GESTELLTE AUFGABE A = Übertrage bitte die Zeilen der Auflistung unten wortgetreu, beginnend mit ihrer ersten Zeile und endend mit der Zeile, die „349 167 L 336“ enthält; beide Grenzzeilen gehören dazu.

----- LESETEXT

Samstag, 6. Juni 2015

Steckt die Wirtschaft immer noch in einer Liquiditätsfalle?

Paul Krugman bezeichnet als Liquiditätsfalle eine Situation, in der die herkömmliche Geldpolitik nicht mehr funktioniert, wenn die nominalen Zinsen nahe null liegen. Das flüssige Geld wird trotz der besonders niedrigen Zinssätzen nicht für Investitionen angeboten.

Die Öffentlichkeit ist aber mit Liquidität gestättigt, dadurch dass die Notenbank durch QE Staatspapiere im offenen Markt kauft. Und die Öffentlichkeit hält am flüssigen Geld als Wertaufbewahrungsmittel fest. Die Notenbank ist daher nicht in der Lage, die gesamtwirtschaftliche Nachfrage anzukurbeln, zumal das liquide Geld hierbei zu einem perfekten Ersatz für Anleihen wird.

Was die Notenbank mit Offenmarktgeschäften macht, ist nichts anderes als Austausch eines Vermögenswerts (short-term bonds), der keinen (oder nur wenig) Zins abwirft durch einen anderen Vermögenswert (cash) bzw. Notenbankgeldmenge (monetary base), der ebenfalls keinen Zins trägt. Notenbanks Bemühungen entfalten also, wenn die Wirtschaft in einer Liquiditätsfalle steckt, keine Wirkung. Die Liquiditätsfalle bedeutet deshalb, dass selbst die Zinsen, die nahe null liegen, nicht genug tief sind, Vollbeschäftigung in der Wirtschaft wiederherzustellen.

Brad DeLong schreibt dazu in einem aktuellen Beitrag in seinem Blog, dass Krugman damit Recht hatte. „Ich, Ken Rogoff, Marty Feldstein und viele, viele andere lagen falsch. Warum aber lagen wir alle falsch? Immerhin haben wir auch dasselbe Wirtschaftsmodell „Hicks-Hansen-Wicksell-Metzler-Tobin“ gelernt und gelehrt“, worauf sich Krugman für seine Begründung und Erklärung der Liquiditätsfalle beruft.

----------
----- DATENLISTE

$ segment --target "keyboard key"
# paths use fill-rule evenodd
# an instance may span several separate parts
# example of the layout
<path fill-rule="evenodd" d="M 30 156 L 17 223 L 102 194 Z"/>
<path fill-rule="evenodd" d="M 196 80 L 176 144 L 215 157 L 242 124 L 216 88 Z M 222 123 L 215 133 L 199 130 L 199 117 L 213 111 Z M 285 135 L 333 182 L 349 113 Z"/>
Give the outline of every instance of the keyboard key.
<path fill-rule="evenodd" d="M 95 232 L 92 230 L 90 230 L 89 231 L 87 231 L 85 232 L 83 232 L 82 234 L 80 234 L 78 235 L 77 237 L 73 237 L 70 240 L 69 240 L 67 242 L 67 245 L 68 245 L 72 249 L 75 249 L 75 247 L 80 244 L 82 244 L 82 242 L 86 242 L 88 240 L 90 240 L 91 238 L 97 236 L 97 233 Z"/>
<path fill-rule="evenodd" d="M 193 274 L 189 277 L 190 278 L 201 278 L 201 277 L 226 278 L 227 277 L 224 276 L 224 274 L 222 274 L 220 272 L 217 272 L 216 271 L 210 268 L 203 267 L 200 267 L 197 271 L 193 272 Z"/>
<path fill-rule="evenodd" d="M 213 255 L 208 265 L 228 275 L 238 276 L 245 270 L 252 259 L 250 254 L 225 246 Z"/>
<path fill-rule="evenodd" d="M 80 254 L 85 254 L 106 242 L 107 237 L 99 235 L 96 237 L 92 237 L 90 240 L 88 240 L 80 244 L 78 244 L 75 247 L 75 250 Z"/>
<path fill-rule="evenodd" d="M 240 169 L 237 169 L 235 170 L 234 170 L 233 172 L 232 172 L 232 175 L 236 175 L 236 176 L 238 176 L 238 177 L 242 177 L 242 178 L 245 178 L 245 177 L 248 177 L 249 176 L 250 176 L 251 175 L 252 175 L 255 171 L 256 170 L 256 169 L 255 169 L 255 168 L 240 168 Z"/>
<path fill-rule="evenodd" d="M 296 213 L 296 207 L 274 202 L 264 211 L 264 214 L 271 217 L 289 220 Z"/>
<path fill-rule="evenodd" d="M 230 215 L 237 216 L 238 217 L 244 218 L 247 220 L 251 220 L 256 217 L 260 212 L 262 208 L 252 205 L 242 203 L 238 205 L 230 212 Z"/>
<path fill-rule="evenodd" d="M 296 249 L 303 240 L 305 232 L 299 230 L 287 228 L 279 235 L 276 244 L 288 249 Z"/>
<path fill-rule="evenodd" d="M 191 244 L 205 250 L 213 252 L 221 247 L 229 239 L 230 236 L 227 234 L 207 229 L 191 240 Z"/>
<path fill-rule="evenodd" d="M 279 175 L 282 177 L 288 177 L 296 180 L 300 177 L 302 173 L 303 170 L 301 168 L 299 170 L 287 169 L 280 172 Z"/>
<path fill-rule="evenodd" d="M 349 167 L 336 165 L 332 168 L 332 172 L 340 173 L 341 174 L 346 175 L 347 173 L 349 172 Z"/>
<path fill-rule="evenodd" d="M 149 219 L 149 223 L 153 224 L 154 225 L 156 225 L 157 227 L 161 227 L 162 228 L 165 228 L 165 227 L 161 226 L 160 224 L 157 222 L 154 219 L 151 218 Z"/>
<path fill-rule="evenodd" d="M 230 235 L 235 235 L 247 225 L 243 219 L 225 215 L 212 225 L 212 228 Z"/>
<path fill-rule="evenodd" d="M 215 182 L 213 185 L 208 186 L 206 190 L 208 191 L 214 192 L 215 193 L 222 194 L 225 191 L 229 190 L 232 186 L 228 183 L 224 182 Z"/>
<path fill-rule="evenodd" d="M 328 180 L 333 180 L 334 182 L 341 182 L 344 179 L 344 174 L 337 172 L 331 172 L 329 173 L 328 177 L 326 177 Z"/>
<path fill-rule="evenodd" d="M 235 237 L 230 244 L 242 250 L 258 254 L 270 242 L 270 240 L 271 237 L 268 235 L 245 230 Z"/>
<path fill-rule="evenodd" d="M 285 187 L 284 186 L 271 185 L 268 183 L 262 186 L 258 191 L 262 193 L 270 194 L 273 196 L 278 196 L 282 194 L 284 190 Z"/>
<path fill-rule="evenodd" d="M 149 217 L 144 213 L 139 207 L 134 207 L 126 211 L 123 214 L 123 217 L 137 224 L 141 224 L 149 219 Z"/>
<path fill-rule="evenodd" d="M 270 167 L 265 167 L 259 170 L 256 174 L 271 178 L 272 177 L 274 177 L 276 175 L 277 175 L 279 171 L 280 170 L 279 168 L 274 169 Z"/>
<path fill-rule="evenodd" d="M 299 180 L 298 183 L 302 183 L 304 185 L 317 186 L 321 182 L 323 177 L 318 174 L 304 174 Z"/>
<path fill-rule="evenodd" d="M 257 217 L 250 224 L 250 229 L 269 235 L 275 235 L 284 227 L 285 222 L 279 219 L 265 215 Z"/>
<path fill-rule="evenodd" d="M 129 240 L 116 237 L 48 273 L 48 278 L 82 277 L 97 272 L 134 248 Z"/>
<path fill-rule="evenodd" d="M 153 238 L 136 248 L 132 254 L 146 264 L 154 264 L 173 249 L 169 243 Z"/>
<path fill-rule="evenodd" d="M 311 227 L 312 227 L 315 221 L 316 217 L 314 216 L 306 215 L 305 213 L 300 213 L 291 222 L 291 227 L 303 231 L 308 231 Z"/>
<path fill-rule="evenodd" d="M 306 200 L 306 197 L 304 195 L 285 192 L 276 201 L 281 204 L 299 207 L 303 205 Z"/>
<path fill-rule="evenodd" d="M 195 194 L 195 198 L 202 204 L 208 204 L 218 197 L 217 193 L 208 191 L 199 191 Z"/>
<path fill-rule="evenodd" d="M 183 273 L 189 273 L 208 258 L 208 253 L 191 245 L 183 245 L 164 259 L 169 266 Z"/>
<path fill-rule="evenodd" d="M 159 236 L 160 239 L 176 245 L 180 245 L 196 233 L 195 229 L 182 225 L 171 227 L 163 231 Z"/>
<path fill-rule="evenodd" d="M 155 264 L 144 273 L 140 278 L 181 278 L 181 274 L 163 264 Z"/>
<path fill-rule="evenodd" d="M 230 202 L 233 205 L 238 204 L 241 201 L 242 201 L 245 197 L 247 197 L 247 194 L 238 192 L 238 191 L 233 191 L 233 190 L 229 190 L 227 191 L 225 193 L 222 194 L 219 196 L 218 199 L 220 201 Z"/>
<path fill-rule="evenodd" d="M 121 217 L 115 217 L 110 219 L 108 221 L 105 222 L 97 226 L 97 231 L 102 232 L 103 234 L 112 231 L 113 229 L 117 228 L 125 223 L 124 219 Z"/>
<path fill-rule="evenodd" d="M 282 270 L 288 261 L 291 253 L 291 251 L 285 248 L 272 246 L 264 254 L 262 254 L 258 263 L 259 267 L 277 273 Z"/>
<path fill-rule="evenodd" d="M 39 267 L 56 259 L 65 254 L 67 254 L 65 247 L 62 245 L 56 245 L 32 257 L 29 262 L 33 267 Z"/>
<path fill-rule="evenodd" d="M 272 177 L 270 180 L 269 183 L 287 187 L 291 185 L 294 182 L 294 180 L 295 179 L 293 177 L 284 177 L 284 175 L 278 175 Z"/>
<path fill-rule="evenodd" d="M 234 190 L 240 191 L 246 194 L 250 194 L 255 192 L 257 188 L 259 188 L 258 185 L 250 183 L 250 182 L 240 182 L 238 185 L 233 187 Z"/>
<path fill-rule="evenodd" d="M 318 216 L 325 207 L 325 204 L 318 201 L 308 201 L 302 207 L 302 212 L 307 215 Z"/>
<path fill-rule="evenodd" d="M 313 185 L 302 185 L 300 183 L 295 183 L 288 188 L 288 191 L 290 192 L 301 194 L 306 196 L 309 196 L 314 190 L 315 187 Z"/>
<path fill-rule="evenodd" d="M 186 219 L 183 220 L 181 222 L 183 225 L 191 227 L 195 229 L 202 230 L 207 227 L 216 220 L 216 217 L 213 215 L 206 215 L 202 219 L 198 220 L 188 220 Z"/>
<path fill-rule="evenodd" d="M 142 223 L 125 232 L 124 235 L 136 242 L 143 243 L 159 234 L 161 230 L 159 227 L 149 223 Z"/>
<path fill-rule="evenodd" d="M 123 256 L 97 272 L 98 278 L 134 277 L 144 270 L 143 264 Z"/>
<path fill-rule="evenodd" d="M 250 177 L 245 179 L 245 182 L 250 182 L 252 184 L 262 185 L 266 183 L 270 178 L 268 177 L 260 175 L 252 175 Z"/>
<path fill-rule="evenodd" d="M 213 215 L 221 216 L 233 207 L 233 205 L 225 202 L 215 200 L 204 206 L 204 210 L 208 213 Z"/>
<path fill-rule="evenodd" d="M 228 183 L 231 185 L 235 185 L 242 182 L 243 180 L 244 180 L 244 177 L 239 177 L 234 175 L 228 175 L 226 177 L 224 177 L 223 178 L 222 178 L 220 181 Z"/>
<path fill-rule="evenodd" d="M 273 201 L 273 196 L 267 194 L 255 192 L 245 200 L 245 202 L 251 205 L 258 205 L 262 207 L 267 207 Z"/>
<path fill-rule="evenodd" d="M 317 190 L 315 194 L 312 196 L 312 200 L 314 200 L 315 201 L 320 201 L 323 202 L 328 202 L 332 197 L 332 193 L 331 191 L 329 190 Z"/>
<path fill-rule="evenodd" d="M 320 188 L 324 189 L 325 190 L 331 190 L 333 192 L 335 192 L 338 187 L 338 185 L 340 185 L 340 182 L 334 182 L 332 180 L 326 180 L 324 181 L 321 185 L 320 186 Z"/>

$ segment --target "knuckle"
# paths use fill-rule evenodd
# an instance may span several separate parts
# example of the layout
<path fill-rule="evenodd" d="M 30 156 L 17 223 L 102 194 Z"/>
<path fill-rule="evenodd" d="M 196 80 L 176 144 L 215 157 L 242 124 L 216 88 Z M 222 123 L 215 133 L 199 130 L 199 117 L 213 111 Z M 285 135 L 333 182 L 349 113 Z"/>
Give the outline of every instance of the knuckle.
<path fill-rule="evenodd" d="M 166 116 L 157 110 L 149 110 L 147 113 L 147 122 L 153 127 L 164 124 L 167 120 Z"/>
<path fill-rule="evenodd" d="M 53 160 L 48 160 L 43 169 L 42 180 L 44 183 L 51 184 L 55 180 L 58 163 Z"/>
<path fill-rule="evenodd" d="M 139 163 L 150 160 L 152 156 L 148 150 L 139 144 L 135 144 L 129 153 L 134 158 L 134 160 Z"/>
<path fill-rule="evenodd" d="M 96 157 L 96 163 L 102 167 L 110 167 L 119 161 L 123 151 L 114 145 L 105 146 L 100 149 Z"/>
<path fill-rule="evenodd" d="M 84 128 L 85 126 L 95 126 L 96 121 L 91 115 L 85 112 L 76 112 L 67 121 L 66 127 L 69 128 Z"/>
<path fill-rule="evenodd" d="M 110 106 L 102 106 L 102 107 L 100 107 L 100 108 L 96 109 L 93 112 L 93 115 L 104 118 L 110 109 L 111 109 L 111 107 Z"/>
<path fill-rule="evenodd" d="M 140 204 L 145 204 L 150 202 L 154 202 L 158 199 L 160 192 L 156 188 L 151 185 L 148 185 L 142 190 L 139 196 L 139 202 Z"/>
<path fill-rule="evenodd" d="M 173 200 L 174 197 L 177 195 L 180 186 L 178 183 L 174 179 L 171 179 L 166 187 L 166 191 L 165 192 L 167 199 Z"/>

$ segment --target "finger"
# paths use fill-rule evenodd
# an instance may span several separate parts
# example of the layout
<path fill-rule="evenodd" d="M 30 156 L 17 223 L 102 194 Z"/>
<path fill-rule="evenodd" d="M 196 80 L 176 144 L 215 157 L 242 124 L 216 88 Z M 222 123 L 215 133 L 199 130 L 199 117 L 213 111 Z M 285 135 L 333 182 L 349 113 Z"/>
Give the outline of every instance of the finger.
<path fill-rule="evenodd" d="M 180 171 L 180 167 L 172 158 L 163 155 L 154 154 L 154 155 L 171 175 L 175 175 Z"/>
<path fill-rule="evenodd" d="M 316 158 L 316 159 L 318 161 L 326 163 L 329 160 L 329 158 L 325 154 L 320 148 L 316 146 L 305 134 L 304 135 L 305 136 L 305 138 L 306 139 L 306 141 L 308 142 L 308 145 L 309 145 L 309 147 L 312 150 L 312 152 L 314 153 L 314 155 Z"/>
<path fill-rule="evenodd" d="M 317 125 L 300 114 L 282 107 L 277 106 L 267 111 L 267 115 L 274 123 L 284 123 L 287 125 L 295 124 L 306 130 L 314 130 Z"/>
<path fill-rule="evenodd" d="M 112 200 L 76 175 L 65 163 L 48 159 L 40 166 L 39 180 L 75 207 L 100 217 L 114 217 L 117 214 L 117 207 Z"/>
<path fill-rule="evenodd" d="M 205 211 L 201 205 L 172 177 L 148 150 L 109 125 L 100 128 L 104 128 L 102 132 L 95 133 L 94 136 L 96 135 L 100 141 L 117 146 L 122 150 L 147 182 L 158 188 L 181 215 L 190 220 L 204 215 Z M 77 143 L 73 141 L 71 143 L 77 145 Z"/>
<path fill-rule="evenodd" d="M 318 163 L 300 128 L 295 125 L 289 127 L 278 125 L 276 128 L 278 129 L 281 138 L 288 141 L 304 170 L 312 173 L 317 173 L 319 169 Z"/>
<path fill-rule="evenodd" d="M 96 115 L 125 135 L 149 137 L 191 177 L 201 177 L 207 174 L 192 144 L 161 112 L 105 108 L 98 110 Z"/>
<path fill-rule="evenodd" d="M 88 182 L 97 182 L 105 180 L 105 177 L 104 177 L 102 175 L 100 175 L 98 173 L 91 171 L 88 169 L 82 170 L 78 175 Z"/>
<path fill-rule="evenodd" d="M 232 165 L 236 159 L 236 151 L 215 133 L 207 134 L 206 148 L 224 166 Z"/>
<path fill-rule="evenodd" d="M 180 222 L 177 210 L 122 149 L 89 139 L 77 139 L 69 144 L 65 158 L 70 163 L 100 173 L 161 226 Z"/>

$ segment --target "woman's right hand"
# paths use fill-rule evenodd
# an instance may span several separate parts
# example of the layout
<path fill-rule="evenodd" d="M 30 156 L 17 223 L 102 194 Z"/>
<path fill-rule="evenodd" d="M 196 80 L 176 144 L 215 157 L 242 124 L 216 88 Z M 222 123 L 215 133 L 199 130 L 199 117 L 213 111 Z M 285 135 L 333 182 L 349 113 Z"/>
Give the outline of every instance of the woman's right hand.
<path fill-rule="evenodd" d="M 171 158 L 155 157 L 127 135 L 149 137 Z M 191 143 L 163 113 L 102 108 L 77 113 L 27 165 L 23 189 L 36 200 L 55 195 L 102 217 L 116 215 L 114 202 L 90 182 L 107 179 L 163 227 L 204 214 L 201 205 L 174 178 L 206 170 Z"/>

----------

GESTELLTE AUFGABE B = Setze den Text über die Liquiditätsfalle oben fort, im Anschluss an seinen letzten Satz.

SCHRIFTLICHE ANTWORT A =
$ segment --target "keyboard key"
# paths use fill-rule evenodd
# an instance may span several separate parts
# example of the layout
<path fill-rule="evenodd" d="M 30 156 L 17 223 L 102 194 Z"/>
<path fill-rule="evenodd" d="M 196 80 L 176 144 L 215 157 L 242 124 L 216 88 Z M 222 123 L 215 133 L 199 130 L 199 117 L 213 111 Z M 285 135 L 333 182 L 349 113 Z"/>
Give the outline of every instance of the keyboard key.
<path fill-rule="evenodd" d="M 95 232 L 92 230 L 90 230 L 89 231 L 87 231 L 85 232 L 83 232 L 82 234 L 80 234 L 78 235 L 77 237 L 73 237 L 70 240 L 69 240 L 67 242 L 67 245 L 68 245 L 72 249 L 75 249 L 75 247 L 80 244 L 82 244 L 82 242 L 86 242 L 88 240 L 90 240 L 91 238 L 97 236 L 97 233 Z"/>
<path fill-rule="evenodd" d="M 193 274 L 189 277 L 190 278 L 201 278 L 201 277 L 226 278 L 227 277 L 224 276 L 224 274 L 222 274 L 220 272 L 217 272 L 216 271 L 210 268 L 203 267 L 200 267 L 197 271 L 193 272 Z"/>
<path fill-rule="evenodd" d="M 213 255 L 208 265 L 228 275 L 238 276 L 245 270 L 252 259 L 250 254 L 225 246 Z"/>
<path fill-rule="evenodd" d="M 80 254 L 85 254 L 106 242 L 107 237 L 99 235 L 96 237 L 92 237 L 90 240 L 88 240 L 80 244 L 78 244 L 75 247 L 75 250 Z"/>
<path fill-rule="evenodd" d="M 240 169 L 237 169 L 235 170 L 234 170 L 233 172 L 232 172 L 232 175 L 236 175 L 236 176 L 238 176 L 238 177 L 242 177 L 242 178 L 245 178 L 245 177 L 248 177 L 249 176 L 250 176 L 251 175 L 252 175 L 255 171 L 256 170 L 256 169 L 255 169 L 255 168 L 240 168 Z"/>
<path fill-rule="evenodd" d="M 296 213 L 296 207 L 274 202 L 264 211 L 264 214 L 271 217 L 289 220 Z"/>
<path fill-rule="evenodd" d="M 230 215 L 237 216 L 238 217 L 244 218 L 247 220 L 251 220 L 256 217 L 260 212 L 262 208 L 252 205 L 242 203 L 238 205 L 230 212 Z"/>
<path fill-rule="evenodd" d="M 296 249 L 303 240 L 305 232 L 299 230 L 287 228 L 279 235 L 276 244 L 288 249 Z"/>
<path fill-rule="evenodd" d="M 191 244 L 205 250 L 213 252 L 221 247 L 229 239 L 230 236 L 227 234 L 207 229 L 191 240 Z"/>
<path fill-rule="evenodd" d="M 279 175 L 282 177 L 288 177 L 296 180 L 300 177 L 302 173 L 303 170 L 301 168 L 299 170 L 287 169 L 280 172 Z"/>
<path fill-rule="evenodd" d="M 349 167 L 336 165 L 332 168 L 332 172 L 340 173 L 341 174 L 346 175 L 347 173 L 349 172 Z"/>

SCHRIFTLICHE ANTWORT B =
DeLong nimmt damit Anstoss an Krugmans Argumentation, dass selbst moderat konservative Ökonomen (wie z.B. Martin Feldstein) heute sechs Jahre danach nicht einsehen wollen, auch wenn sie die Theorie der Liquiditätstheorie damals für falsch hielten, dass er, Krugman, Bernanke, Woodford und Eggertsson mit ihrer Einschätzung der Liquiditätsfalle richtig lagen.




Liquiditätsfalle, Graph: Paul Krugman in NYTimes


Was auch immer auf kurze Sicht im Gange sein mag, muss vorübergehender Natur sein, mässig in der Wirkung und begrenzt in Bezug auf die Wegstrecke. Es kann die Wirtschaft von deren angemessenem Gleichgewicht wegbringen. Und es kann die Wirtschaft sicherlich dort halten. Aber nicht für lange, erklärt DeLong weiter.

Was der an der University of California, Berkeley lehrende Wirtschaftsprofessor suggeriert ist, dass die Inflationistas Recht hätten: Es sei also doch rätselhaft, warum die Inflation immer noch nicht steige.

Krugman erläutert als Antwort auf DeLong, dass es wahr ist, dass das Hick’sche Modell i.d.R. kurzfristig angewandt werde und quasi statisch sei und man befürchten möge, dass die Schlussfolgerungen daraus sich nicht gut behaupten können, wenn man die Erwartungen in Bezug auf die Zukunft mitberücksichte.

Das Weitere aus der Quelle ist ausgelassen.